▸ Data excerpts:
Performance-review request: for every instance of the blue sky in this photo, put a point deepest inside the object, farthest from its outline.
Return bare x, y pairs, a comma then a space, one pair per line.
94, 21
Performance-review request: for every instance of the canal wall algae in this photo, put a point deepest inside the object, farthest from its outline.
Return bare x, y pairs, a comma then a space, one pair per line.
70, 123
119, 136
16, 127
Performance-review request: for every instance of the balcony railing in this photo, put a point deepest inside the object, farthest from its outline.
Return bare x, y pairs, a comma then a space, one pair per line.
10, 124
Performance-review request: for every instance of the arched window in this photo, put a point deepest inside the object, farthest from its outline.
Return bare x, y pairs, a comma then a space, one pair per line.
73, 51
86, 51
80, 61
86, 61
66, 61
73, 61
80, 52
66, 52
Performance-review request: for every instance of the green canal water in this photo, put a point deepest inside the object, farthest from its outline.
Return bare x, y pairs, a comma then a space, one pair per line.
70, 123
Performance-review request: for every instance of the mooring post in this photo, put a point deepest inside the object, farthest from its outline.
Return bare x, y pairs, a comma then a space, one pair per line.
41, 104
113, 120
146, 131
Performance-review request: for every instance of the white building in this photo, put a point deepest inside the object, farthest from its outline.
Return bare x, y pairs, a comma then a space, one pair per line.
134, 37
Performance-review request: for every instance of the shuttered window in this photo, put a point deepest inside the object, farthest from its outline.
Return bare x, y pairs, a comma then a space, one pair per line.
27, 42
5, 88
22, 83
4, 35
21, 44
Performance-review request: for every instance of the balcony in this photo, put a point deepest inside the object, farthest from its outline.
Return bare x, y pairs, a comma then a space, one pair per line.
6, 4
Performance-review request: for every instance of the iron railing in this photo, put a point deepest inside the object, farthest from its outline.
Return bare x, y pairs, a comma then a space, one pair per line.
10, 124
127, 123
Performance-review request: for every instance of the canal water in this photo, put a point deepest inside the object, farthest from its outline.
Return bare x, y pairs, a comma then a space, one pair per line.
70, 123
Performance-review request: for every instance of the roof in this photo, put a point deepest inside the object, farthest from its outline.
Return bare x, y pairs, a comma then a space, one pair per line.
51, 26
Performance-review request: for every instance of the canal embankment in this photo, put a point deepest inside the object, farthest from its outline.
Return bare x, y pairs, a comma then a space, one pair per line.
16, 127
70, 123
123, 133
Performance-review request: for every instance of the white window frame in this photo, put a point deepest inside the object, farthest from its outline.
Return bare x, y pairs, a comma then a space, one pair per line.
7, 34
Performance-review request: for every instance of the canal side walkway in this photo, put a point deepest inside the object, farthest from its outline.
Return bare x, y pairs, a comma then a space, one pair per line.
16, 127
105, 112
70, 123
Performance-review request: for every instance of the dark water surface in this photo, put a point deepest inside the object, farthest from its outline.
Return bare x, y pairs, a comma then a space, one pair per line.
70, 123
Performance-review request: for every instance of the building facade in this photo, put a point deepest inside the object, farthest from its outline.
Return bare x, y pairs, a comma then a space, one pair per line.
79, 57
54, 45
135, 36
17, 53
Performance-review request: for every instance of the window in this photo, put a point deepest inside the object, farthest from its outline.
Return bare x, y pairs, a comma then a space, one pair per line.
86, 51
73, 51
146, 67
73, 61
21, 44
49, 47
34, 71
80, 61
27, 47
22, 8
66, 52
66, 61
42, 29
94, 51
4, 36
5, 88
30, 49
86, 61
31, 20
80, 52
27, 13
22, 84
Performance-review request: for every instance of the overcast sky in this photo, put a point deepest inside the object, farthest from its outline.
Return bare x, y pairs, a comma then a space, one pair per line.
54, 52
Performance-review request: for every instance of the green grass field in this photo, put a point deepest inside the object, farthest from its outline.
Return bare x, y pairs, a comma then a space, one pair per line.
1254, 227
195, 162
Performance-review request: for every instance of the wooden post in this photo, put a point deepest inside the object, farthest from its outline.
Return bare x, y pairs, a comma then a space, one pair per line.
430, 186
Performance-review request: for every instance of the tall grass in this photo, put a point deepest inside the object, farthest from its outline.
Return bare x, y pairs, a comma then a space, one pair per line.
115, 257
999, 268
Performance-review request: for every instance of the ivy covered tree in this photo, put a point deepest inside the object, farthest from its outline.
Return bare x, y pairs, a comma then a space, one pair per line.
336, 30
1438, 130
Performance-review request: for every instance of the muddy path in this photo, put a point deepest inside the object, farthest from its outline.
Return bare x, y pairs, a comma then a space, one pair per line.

▸ Task goal:
From the listing above, reproduce all the lines exactly.

▸ Complete output:
Performance-review request: for every instance of the blue sky in this photo, put a point deepest inside the object, farthest from its outline.
Return bare x, y pairs, a comma then a space, one pair per line.
94, 21
Performance-review request: for every instance of the canal wall algae in this photo, put a point deepest inside the object, farthest from its outline.
Return bare x, y pairs, a comma then a space, one pair per line.
70, 123
119, 136
16, 127
Performance-review request: for every instance of the balcony railing in this photo, put a point deepest inside the object, farthest from its outline.
Return bare x, y pairs, a comma then a space, one pair per line.
10, 124
Performance-review request: for every instance of the arched window in this photo, put a point deepest inside the object, farthest from its outline.
Return bare x, y pairs, a comma then a space, one pair per line.
73, 51
86, 51
80, 61
86, 61
66, 61
73, 61
80, 52
66, 52
Performance-review request: for every instance of the green canal water in this photo, put a point deepest inside the object, farthest from its outline.
Return bare x, y pairs, a comma then a space, one pair per line.
70, 123
Performance-review request: for every instance of the mooring post in this photo, put a point deepest inside the object, farthest from its outline.
Return bare x, y pairs, a comma then a space, one pair per line.
41, 104
113, 120
146, 131
Performance-review request: for every instance of the white building in this photo, put a point deepest inside the object, farthest from its outline.
Return bare x, y pairs, a comma then a space, one pair per line.
134, 37
Performance-review request: for every instance of the shuttered window in this photo, put a point deepest inside the object, farthest from its outline.
Return bare x, y pairs, a comma then a space, one pair per line.
27, 42
5, 88
22, 83
4, 35
21, 44
Performance-review request: for every instance of the balcony in this photo, put a point deepest inside the object, farthest from its outline.
Return bare x, y pairs, a comma then a space, one pair per line.
6, 4
Performance-review request: for every instance of the iron railing in this photo, put a point deepest inside the object, farthest from its outline.
Return bare x, y pairs, a comma then a space, one pair per line.
10, 124
127, 123
Performance-review request: for every instance of the canal water in this photo, put a point deepest inside the object, farthest from its outline.
Return bare x, y pairs, a comma then a space, one pair per line.
70, 123
Performance-review request: for every instance of the roof in this photo, put a point deepest inside the object, farthest from its outline.
Return bare x, y pairs, a comma then a space, one pair per line.
51, 26
Performance-review request: for every instance of the canal embankment in this photo, put a point deepest inside the object, farthest from its outline.
Return bare x, y pairs, a comma then a space, one pair per line.
16, 127
70, 123
123, 133
Performance-review request: for every instance of the white window frame in this photo, put a point deepest inside the object, farthest from its outline.
Return bare x, y pairs, a comma then a space, one pair per line.
7, 34
Performance-review request: for every instance of the canal side walkway in this photo, put a point deepest inside the object, farthest from its outline.
Return bare x, y pairs, a comma then a space, one pair per line.
16, 127
105, 112
70, 123
Performance-review request: for every instance of the dark water surface in this photo, put a point deepest inside the object, farthest from its outline.
Return bare x, y pairs, a comma then a space, one pair per line.
70, 123
Performance-review request: for every instance of the building facade in this photo, put a point deepest inside the object, farthest from its outline.
Return bare x, y pairs, a comma then a space, one pair per line.
79, 57
54, 45
135, 36
17, 53
Performance-review request: for every instance of the window in this photo, put a point deepest inside the object, farthest from its outline.
Return bare x, y pairs, a comma then a space, one pair per line.
86, 51
73, 51
146, 67
73, 61
21, 44
49, 47
34, 71
80, 61
27, 47
22, 8
66, 52
66, 61
42, 29
94, 51
4, 36
5, 88
30, 49
86, 61
31, 20
80, 52
27, 13
22, 84
Performance-review request: for every instance of the overcast sky in this photo, put a point deepest inside the object, farthest from its outline.
Return bare x, y pairs, a comma then a space, one pair per line.
54, 52
Performance-review request: for every instance of the green grass field in this photo, put a point deepest inside the object, farthest from its outline.
Return bare x, y pairs, a comma then a space, one pair per line.
1254, 227
195, 162
Performance-review request: for every instance of the wooden post in this photo, put a point deepest inside the object, farthest from its outline.
Return bare x, y pairs, a comma then a space, one pair per line.
430, 186
Performance-review request: for every instance of the tall grass in this photo, put a point deepest inside the object, farthest from its outline.
Return bare x, y pairs, a comma then a space, one pair per line.
115, 257
999, 268
Performance-review request: for every instance of the ivy covered tree in this photo, put a point deepest inside the object, farthest from its outline.
Return bare x, y pairs, a comma then a space, one pair per line.
336, 30
1438, 130
Performance-review request: for every instance of the muddy path in this photo, put a point deepest inside the object, farthest from its outline.
Return bare x, y pairs, a comma then a space, one pair per line.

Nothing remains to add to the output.